#### WHAT YOU ARE ASKED TO DO
Below are the entries to work from; restate word for word the portion that opens with the line containing "Where can you see the scallion" and closes with the line containing "column 81, row 127", keeping both.

#### RECORDS PROVIDED
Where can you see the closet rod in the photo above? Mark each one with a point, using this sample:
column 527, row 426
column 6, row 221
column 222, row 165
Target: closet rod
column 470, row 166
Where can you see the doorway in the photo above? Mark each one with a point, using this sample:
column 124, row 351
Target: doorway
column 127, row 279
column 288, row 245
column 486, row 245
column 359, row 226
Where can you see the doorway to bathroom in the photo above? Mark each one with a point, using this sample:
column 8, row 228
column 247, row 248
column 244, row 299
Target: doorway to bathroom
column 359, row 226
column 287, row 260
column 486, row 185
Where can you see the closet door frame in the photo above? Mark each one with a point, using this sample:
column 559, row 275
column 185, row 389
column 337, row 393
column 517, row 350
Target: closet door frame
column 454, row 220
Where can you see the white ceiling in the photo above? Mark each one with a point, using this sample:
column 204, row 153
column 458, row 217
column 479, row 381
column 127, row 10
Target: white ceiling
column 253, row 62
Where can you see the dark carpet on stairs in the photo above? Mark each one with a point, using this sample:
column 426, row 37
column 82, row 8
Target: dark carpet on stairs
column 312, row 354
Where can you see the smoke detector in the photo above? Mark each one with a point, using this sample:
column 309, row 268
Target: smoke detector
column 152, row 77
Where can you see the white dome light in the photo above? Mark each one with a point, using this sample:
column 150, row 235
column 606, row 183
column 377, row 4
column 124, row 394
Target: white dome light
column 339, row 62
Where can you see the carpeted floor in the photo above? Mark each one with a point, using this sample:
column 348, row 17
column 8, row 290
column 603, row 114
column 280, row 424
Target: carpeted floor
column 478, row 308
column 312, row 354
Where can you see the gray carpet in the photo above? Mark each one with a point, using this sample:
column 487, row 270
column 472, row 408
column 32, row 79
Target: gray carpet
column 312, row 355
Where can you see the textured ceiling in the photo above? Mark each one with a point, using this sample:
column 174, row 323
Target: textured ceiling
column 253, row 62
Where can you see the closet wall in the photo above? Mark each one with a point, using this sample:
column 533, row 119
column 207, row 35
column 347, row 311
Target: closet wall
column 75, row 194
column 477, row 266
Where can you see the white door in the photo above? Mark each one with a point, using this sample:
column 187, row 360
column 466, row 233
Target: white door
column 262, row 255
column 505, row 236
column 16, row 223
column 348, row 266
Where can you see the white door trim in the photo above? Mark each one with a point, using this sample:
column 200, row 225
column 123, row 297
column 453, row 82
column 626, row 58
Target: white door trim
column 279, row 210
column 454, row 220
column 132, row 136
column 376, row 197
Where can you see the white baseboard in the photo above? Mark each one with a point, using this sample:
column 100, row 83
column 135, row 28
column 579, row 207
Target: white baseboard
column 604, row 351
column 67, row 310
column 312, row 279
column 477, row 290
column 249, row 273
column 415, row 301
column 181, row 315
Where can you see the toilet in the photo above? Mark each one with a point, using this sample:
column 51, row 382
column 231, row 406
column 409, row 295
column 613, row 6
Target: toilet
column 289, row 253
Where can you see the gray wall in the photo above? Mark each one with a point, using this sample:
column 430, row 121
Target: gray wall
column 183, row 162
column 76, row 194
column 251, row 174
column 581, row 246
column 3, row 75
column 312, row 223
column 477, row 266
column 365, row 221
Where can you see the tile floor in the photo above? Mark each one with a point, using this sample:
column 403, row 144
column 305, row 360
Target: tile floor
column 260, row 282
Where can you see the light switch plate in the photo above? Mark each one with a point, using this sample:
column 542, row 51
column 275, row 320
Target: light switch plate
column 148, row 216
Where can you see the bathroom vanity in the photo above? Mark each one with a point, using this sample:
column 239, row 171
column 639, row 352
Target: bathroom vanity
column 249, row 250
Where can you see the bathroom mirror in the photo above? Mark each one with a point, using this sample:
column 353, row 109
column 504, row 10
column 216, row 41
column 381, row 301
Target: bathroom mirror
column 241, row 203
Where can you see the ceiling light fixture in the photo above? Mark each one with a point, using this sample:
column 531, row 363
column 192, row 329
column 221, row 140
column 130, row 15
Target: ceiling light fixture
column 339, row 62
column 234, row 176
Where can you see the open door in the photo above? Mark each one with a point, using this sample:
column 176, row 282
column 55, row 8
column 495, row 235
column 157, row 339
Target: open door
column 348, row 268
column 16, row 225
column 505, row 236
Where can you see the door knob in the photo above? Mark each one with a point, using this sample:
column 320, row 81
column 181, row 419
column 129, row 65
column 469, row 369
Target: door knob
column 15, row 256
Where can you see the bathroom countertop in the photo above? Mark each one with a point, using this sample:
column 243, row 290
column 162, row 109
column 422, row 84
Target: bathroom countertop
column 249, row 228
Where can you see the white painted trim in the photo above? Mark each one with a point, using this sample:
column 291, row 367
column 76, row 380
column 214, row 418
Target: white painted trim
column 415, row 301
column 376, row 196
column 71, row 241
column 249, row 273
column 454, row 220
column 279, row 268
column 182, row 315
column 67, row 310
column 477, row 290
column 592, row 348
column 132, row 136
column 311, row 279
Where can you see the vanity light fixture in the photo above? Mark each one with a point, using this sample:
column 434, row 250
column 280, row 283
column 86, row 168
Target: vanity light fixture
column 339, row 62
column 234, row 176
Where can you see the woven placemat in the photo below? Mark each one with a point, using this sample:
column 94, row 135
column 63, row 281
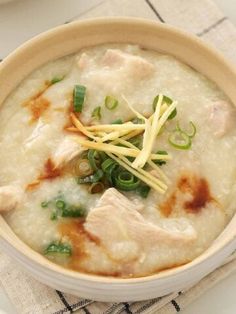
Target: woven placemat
column 204, row 19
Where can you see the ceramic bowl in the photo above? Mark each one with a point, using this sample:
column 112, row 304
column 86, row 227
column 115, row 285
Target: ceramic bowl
column 69, row 39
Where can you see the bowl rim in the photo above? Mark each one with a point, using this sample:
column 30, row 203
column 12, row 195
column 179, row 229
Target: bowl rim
column 33, row 255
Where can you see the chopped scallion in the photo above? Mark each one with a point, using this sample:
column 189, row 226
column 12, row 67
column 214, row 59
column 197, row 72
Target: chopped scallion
column 166, row 100
column 117, row 121
column 96, row 114
column 192, row 132
column 60, row 204
column 44, row 204
column 180, row 140
column 143, row 190
column 126, row 181
column 137, row 121
column 97, row 176
column 57, row 79
column 96, row 187
column 74, row 211
column 160, row 162
column 111, row 103
column 58, row 248
column 83, row 168
column 94, row 159
column 78, row 97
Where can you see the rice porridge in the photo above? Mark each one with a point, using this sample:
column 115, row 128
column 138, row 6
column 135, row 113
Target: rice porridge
column 117, row 161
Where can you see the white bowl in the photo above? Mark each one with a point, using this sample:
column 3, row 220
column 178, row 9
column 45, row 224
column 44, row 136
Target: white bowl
column 68, row 39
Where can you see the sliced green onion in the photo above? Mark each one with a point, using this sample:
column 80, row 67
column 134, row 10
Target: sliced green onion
column 193, row 130
column 60, row 204
column 180, row 140
column 137, row 121
column 58, row 248
column 44, row 204
column 126, row 181
column 54, row 215
column 136, row 141
column 160, row 162
column 83, row 168
column 102, row 155
column 97, row 187
column 57, row 79
column 166, row 100
column 94, row 159
column 78, row 97
column 73, row 211
column 111, row 103
column 117, row 121
column 143, row 190
column 97, row 176
column 96, row 114
column 109, row 166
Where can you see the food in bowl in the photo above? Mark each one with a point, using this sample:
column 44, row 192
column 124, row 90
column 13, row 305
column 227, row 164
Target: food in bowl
column 117, row 161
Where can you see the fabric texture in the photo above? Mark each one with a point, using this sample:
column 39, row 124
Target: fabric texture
column 205, row 20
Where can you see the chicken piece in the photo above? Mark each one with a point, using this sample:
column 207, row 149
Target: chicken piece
column 124, row 232
column 222, row 118
column 136, row 66
column 83, row 61
column 68, row 149
column 38, row 135
column 10, row 197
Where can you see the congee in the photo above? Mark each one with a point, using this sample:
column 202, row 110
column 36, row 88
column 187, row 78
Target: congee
column 117, row 161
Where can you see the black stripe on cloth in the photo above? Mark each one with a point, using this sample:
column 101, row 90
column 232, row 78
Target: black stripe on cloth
column 147, row 305
column 176, row 305
column 74, row 306
column 154, row 10
column 81, row 303
column 208, row 29
column 112, row 308
column 127, row 309
column 63, row 299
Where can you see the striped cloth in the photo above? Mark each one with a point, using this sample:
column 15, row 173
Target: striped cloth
column 204, row 19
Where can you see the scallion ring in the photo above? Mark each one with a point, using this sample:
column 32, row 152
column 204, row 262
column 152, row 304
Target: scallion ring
column 143, row 190
column 96, row 114
column 82, row 168
column 166, row 100
column 117, row 121
column 94, row 159
column 97, row 176
column 60, row 204
column 126, row 181
column 111, row 103
column 57, row 79
column 78, row 97
column 58, row 248
column 160, row 162
column 96, row 187
column 192, row 132
column 74, row 211
column 180, row 140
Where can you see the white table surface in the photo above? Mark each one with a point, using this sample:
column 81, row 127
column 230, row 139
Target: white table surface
column 17, row 24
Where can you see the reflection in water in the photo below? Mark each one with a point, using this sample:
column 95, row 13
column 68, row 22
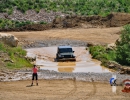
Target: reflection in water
column 84, row 63
column 65, row 69
column 66, row 66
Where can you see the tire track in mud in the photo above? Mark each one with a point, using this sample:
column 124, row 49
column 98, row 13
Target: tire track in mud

#### WRITTEN RESPONSE
Where can you see the scallion ring in the photo above? Mark each one with a point, using this sample:
column 32, row 152
column 204, row 262
column 152, row 304
Target: scallion ring
column 143, row 190
column 96, row 114
column 82, row 168
column 166, row 100
column 117, row 121
column 94, row 159
column 97, row 176
column 60, row 204
column 126, row 181
column 111, row 103
column 57, row 79
column 78, row 97
column 58, row 248
column 160, row 162
column 96, row 187
column 192, row 132
column 74, row 211
column 180, row 140
Where can you see the white table surface in the photo above? Mark each one with a point, using this sample:
column 81, row 127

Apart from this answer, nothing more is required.